What the task requires:
Copy every line in the listing that contains "query".
:: Recorded data ::
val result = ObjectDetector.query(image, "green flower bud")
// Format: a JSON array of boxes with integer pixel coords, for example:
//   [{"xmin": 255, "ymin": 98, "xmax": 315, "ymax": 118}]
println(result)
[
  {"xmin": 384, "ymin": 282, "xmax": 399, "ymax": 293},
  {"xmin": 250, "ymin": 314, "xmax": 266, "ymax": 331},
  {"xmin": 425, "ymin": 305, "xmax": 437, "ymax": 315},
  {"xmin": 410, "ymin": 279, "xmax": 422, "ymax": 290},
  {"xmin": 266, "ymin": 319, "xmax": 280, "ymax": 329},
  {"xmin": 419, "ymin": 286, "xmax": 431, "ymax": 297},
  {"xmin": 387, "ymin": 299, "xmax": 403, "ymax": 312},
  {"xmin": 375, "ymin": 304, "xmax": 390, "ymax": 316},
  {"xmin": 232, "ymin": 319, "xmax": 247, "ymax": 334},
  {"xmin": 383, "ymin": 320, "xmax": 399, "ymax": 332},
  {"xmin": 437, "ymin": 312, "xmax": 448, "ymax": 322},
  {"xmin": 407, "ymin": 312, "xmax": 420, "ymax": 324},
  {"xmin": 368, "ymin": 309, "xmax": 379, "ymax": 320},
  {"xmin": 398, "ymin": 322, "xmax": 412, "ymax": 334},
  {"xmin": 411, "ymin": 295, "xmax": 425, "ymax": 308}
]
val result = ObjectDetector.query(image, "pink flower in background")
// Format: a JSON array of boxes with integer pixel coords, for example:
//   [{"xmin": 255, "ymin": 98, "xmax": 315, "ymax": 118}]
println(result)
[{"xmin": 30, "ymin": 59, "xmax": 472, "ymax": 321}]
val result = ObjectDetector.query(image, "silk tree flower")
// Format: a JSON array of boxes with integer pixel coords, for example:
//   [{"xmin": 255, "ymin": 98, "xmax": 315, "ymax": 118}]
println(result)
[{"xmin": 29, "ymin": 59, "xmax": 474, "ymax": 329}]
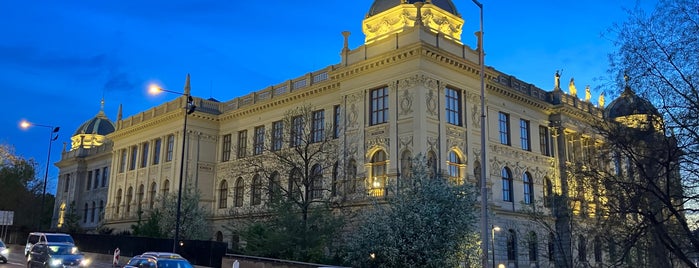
:::
Result of this task:
val result = ObjectDetector.query(image, "green flower bud")
val result = ObjectDetector.query(image, "pink flower in background")
val result = ObjectDetector.query(image, "silk tree flower")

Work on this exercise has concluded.